What you will do:
If a line in the data contains "beige", copy it out.

Data in this exercise:
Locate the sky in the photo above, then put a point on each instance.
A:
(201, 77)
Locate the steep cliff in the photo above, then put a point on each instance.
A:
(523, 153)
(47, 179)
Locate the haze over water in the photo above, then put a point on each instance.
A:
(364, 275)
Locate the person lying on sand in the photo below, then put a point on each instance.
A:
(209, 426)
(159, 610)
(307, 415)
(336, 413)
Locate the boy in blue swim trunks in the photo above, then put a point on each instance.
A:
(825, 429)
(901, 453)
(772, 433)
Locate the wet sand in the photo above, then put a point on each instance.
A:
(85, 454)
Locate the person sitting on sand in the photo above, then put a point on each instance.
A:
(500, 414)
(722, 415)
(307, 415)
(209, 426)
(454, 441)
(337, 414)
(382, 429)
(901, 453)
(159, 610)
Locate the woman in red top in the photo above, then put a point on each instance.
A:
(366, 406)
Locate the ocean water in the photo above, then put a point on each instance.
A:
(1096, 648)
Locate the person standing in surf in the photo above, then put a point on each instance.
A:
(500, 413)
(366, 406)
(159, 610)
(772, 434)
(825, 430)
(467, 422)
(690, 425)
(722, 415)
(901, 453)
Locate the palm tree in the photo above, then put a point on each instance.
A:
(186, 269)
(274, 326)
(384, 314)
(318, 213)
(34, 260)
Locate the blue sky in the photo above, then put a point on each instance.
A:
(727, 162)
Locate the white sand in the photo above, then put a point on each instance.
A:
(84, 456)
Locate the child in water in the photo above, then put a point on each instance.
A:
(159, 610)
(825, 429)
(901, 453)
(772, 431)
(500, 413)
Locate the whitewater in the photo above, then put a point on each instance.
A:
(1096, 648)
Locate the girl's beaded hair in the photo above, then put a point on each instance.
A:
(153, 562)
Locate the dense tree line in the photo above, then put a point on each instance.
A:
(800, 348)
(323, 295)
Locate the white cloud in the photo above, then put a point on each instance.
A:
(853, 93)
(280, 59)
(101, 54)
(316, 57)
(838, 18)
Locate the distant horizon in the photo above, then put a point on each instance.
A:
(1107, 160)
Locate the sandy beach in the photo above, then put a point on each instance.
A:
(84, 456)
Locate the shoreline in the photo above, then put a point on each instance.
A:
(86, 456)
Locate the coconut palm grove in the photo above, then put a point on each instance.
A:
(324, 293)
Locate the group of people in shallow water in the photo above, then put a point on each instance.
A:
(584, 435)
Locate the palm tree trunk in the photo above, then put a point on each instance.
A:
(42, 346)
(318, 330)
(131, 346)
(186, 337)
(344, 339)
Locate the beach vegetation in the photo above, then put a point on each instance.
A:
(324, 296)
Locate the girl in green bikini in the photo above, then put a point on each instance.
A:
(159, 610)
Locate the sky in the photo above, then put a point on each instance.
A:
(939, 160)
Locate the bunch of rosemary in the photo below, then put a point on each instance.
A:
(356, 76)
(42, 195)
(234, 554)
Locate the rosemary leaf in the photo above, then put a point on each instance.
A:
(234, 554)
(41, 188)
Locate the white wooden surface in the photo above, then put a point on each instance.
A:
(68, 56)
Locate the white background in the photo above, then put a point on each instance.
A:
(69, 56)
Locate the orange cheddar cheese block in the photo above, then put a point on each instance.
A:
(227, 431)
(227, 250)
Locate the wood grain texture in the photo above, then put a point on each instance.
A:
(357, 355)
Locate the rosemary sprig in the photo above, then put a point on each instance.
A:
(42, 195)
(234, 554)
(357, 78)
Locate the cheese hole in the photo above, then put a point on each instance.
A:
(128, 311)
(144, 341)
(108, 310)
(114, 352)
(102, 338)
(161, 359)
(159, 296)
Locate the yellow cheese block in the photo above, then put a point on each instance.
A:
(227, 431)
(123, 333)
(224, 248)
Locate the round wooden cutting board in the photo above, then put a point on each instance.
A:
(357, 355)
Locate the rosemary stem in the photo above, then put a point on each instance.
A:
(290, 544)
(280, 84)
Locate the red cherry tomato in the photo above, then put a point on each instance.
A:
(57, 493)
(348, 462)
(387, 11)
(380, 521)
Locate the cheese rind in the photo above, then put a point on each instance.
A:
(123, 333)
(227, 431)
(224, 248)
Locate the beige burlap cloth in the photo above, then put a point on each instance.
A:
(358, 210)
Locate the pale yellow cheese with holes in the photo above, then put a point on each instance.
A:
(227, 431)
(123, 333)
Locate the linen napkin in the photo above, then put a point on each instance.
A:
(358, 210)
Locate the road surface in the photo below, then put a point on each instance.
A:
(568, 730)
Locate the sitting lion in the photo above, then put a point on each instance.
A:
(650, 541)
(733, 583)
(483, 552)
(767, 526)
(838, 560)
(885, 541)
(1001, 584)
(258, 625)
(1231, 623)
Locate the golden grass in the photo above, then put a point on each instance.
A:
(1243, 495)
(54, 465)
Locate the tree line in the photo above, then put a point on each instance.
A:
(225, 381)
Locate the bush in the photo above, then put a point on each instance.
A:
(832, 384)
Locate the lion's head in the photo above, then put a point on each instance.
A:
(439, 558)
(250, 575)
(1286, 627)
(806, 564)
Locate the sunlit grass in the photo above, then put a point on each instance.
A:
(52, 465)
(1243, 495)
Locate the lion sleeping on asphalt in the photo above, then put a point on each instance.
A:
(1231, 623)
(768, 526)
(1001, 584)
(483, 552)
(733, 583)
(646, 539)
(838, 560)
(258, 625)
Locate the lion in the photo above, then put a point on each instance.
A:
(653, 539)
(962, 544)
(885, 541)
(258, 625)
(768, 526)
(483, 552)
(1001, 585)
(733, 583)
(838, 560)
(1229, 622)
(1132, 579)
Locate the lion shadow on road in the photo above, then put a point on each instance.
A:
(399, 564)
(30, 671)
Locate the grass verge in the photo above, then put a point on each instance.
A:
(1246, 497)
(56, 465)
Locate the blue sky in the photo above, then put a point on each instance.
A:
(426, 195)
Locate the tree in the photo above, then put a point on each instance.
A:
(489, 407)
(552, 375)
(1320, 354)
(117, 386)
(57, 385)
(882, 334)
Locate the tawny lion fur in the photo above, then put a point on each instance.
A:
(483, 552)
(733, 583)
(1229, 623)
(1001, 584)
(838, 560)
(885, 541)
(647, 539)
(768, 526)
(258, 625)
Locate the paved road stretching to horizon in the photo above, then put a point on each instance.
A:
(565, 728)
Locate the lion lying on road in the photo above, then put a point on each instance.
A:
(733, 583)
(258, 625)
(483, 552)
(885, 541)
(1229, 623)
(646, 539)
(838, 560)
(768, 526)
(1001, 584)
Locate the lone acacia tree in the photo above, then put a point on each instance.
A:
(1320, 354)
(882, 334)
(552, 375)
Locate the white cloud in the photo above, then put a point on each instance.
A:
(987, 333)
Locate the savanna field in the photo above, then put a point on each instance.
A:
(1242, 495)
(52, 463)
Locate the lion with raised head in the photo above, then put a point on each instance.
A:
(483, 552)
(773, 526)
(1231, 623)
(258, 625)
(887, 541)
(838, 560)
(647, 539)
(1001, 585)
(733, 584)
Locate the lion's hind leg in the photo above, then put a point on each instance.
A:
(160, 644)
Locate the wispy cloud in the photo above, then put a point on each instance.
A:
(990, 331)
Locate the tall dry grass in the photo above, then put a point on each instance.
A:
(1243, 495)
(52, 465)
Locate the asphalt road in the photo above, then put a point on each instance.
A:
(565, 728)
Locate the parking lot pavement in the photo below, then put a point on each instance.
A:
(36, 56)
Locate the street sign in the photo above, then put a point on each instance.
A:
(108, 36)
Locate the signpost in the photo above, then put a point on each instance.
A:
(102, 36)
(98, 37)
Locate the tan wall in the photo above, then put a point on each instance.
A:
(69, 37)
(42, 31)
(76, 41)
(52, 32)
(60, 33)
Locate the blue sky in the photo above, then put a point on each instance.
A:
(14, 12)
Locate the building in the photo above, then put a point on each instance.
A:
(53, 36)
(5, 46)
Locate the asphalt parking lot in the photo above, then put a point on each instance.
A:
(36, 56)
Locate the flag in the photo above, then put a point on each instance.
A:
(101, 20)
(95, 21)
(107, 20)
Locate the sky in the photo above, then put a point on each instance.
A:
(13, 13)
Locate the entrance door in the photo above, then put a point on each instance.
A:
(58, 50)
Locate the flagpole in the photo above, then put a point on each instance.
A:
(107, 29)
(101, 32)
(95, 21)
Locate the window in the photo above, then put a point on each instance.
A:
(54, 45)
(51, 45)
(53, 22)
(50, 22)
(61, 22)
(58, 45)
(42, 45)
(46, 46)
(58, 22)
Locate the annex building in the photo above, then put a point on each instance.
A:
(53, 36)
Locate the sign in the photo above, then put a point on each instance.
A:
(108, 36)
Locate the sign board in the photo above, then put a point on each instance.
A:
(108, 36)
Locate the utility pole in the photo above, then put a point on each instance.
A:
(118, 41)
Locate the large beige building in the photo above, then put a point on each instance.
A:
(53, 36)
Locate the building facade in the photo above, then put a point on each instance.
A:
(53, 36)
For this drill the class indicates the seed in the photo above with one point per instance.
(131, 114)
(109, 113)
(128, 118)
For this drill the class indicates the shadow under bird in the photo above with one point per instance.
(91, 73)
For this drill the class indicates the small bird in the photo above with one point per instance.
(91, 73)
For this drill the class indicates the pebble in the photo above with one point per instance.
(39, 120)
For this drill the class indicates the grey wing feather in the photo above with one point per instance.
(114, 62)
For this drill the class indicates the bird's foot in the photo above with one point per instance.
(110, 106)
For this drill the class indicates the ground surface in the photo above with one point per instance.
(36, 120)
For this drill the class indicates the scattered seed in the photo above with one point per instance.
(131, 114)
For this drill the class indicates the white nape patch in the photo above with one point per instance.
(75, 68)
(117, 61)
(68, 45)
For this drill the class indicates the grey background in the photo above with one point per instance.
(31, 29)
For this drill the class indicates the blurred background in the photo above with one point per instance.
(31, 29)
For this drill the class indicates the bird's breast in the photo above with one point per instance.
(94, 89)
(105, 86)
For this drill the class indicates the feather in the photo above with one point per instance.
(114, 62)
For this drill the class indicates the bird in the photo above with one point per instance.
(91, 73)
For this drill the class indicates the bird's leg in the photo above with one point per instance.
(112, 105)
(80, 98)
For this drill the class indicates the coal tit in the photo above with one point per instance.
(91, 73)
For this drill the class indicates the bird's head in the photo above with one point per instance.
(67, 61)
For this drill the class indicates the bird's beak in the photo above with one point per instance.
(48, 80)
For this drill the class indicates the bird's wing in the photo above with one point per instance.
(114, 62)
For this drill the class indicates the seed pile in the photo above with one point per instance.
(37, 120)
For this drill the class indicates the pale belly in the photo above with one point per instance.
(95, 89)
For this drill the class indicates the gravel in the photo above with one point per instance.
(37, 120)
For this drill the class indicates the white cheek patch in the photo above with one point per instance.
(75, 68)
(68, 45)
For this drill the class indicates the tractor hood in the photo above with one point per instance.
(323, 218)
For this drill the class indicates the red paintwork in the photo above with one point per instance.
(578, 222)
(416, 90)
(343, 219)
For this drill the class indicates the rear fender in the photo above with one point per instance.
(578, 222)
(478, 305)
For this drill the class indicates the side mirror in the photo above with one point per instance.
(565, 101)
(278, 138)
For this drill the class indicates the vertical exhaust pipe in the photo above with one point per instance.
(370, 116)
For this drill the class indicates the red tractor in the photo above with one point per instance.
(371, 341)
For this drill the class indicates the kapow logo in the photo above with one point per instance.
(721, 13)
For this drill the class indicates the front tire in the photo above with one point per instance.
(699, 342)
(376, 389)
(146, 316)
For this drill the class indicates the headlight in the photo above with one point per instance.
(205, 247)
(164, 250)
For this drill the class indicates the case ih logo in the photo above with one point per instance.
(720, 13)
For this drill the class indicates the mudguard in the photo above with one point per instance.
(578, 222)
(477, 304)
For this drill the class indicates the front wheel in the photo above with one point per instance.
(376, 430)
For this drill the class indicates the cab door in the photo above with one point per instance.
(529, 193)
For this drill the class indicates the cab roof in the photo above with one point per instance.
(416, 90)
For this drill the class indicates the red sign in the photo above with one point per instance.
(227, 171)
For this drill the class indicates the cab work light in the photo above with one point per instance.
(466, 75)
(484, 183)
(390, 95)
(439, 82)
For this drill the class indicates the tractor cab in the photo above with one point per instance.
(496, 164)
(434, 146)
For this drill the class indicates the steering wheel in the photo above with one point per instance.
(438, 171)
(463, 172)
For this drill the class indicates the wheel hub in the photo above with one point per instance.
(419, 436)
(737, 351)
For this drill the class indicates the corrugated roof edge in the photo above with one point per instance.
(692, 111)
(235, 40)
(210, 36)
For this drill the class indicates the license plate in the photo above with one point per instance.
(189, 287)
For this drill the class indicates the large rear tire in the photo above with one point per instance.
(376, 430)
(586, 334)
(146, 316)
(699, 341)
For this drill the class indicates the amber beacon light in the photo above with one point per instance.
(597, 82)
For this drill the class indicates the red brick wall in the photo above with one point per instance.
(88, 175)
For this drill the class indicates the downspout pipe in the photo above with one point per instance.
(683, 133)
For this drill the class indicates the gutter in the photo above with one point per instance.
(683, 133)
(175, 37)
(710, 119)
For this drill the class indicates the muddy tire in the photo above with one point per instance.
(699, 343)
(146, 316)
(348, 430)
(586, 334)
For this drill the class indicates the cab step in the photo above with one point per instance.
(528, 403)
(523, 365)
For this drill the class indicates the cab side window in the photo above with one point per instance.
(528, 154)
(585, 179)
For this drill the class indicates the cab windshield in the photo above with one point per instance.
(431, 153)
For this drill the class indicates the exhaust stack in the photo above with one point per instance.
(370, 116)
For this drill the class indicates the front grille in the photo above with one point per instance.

Solution below:
Locate the beige burlap cloth in the photo above, then put a point on each instance.
Locate the large beige building in the photo above, then put a point on each instance.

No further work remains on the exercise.